*** INFORMATION ***

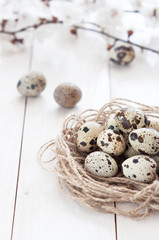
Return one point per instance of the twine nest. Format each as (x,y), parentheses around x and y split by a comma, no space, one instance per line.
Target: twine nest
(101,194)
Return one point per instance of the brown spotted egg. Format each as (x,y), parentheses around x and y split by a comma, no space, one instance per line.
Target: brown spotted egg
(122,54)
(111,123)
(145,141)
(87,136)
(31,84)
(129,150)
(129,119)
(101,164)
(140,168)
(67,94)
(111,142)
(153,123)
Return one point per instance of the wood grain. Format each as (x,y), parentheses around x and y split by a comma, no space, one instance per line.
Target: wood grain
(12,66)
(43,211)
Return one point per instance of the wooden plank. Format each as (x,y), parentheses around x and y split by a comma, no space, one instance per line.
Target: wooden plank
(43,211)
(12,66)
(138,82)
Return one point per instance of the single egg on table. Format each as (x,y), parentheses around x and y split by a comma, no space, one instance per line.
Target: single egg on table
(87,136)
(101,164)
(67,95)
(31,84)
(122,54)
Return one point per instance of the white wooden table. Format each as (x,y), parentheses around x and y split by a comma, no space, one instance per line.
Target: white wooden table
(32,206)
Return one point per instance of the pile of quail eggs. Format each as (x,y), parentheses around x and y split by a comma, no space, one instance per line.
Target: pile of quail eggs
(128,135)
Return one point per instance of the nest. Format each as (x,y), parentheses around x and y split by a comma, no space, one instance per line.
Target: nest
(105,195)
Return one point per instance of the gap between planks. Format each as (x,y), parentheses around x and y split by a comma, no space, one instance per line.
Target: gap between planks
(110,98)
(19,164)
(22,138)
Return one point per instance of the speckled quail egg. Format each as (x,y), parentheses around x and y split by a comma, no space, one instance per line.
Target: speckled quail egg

*** End of INFORMATION ***

#### PROMPT
Hand back all the entries exactly, leaving out the pictures.

#### REPLY TO THE TASK
Return one point per instance of the twine nest. Format each as (x,y), parentheses around x and y split by a comma, no space, one instance per line.
Target: twine nest
(101,194)
Return one point per instance of the brown spotted egg. Format each as (x,y), parentheses around x and y split by a comma, no space, one instance per line.
Target: brown spotted egg
(122,54)
(111,123)
(145,141)
(87,136)
(31,84)
(129,150)
(129,119)
(101,164)
(140,168)
(67,94)
(111,142)
(153,123)
Return one point per instance of the wood grain. Format each as (x,y), parentheses around x and y split by a comma, no space, one instance per line.
Target: wood grain
(12,66)
(43,211)
Return one point per instance of the wooden plank. Format each as (x,y), parentheses around x and y split by a comma, no space, one instance per line.
Target: wooden plank
(43,211)
(12,66)
(138,82)
Return one point per instance of the single egg on table. Format each as (x,y), parentheses around x and y split by a comma, no space, one instance per line.
Target: single egg on table
(87,136)
(101,164)
(67,95)
(31,84)
(122,54)
Return one point per instance of the white wooden table. Format each as (x,y), parentheses around x and y split by a comma, no space, one instance per line.
Target: white wooden table
(32,206)
Return one point per instance of the pile of quail eggs. Format each as (x,y), parentheses around x and y split by a comma, no space, one instance per line.
Target: pile of quail eggs
(128,135)
Return one point per instance of the nest. Format each as (x,y), parentheses around x and y split by a comma, no space, one instance per line.
Target: nest
(105,195)
Return one point per instance of the gap between planks. Format each as (x,y), parentheses around x and y split by a comma, no space, one instance per line.
Target: gap between planks
(110,98)
(19,164)
(22,138)
Return one point per instance of the speckled quail egg. Format each as (x,y), parentheses around x and y split by a comma, no space, one instance per line.
Target: speckled quail egg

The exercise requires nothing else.